PROVIDED PASSAGE.
^^^^^^^^^^^^^^^^

By BRIAN A. HOWEY
NASHVILLE, Ind. – The final Bush years have become the nexus where the Oil Presidency, the loosened regulations on Wall Street, and the utter lack of an energy policy that took into account the national security implications became the
perfect storm that howls as President George W. Bush and Vice President Dick Cheney prepare their exit.
There are now $7.5 billion in funded and unfunded securities. The Federal Reserve printing presses are roaring. 20 percent of Indiana’s economic sector – automobiles – is now threatened due to a lack of an energy policy and a federal mandate for the Big 3 to produce more energy efficient cars and trucks. Bush saying in his 2006 State of the Union speech that “America is addicted to oil” is nothing short of childlike naiveté.
There was to be great volatility with gas prices during this Oil Presidency, with the political price paid on both war and gas in November 2006 when Indiana became the only state to flip three Congressional seats from Republican to Democrat. By the end of the Bush presidency, gas prices rose to $4.19 a gallon, helping to fuel Barack Obama’s improbable victory last November.
That they tumbled to $1.40 a gallon this past month is indicative of the wild swings that are slamming the markets, business owners and consumers. Deflation is now a major worry and a sign of a truly sick economy. Many urged Bush to create an energy tax that would bring a $60 a barrel floor to oil prices so as not to undercut the ethanol and coal gasification facilities under construction in Indiana and elsewhere. It was another missed opportunity.
That the bottom dropped out of gas prices this fall comes at a time when huge commodity trading departments at Bear Stearns, Merrill Lynch and Lehman Brothers have disappeared and is also telling in the nexus of Wall Street and Big Oil.
I view the Oil Presidency through the prism of Indiana’s senior Congressional Republican – U.S. Sen. Dick Lugar. If there ever was a “Churchillian” voice, warning of the dangers ahead, it was Lugar. As the lines of supply and demand drew closer and closer, Lugar pleaded with Bush to create a coherent energy policy and insisted that neglecting to do so would be tantamount to compromising U.S. national security.
Lugar would say at a Purdue University Energy Summit in August 2006, “Neither American oil companies, nor American car companies have shown an inclination to dramatically transform their businesses in ways that will achieve the degree of change we need to address a national security emergency. Most importantly, the federal government is not treating energy vulnerability as a crisis, despite an increase in energy related proposals.”

^^^^^^^^^^^^^^^^

STORED DATA.
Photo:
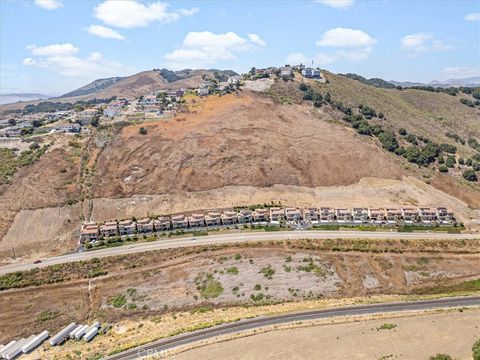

^^^^^^^^^^^^^^^^

ACTIONS TO TAKE.
(1) Answer these questions from the column on the Bush Oil Presidency, one line each:
(a) How high had gas prices climbed by the end of the Bush presidency?
(b) Which three firms' commodity trading departments does the column say have disappeared?
(c) At what event did Lugar speak in August 2006?
(2) Summarize the column on the Bush Oil Presidency in two sentences.
(3) Continue the column on the Bush Oil Presidency from the point where it ends.

TASK ANSWERS.
(1)
(a) $4.19 a gallon.
(b) Bear Stearns, Merrill Lynch and Lehman Brothers.
(c) A Purdue University Energy Summit.

(2) The column argues that the final Bush years combined the Oil Presidency, loosened Wall Street regulations and the lack of an energy policy into a perfect storm, with wild swings in gas prices from $4.19 to $1.40 a gallon and Indiana's auto sector now threatened. It presents U.S. Sen. Dick Lugar as a "Churchillian" voice who pleaded with Bush for a coherent energy policy and warned that neglecting one would compromise national security.

(3)
He explained further, “Our failure to act will be all the more unconscionable given that success would bring not only relief from the geopolitical threats of energy-rich regimes, but also restorative economic benefits to our farmers, rural areas, automobile manufacturers, high technology industries, and many others.”
“We must be very clear that this is a political problem. We now have the financial resources, the industrial might, and the technological prowess to shift our economy away from oil dependence. What we are lacking is coordination and political will. We have made choices, as a society, which have given oil a near monopoly on American transportation. Now we must make a different choice in the interest of American national security and our economic future,” Lugar said.
Lugar would tell the Deloitte Energy conference in May 2007, “The president’s energy activities are barely registering in the American consciousness. In large part, this is because there is no energy campaign upon which he has visibly and repeatedly staked his reputation and legacy. With the possible exception of drilling in the Arctic National Wildlife Refuge, there is nothing in the Bush domestic energy program that a well-informed American would identify with this administration.”
Osama bin Laden’s Sept. 11 attacks were aimed at destroying the American economy. The attacks caught the unprepared Bush administration by surprise. The U.S. and Western response was measured in billions of dollars, a near collapse of the airline industry and eventually the Detroit 3. Bin Laden’s stated goal was oil at $150 a barrel (it rose to $147 a barrel last summer) and the destruction of Western economies. Even as he hides in his Pakistani caves, it’s hard to argue that he has not come close to his goals.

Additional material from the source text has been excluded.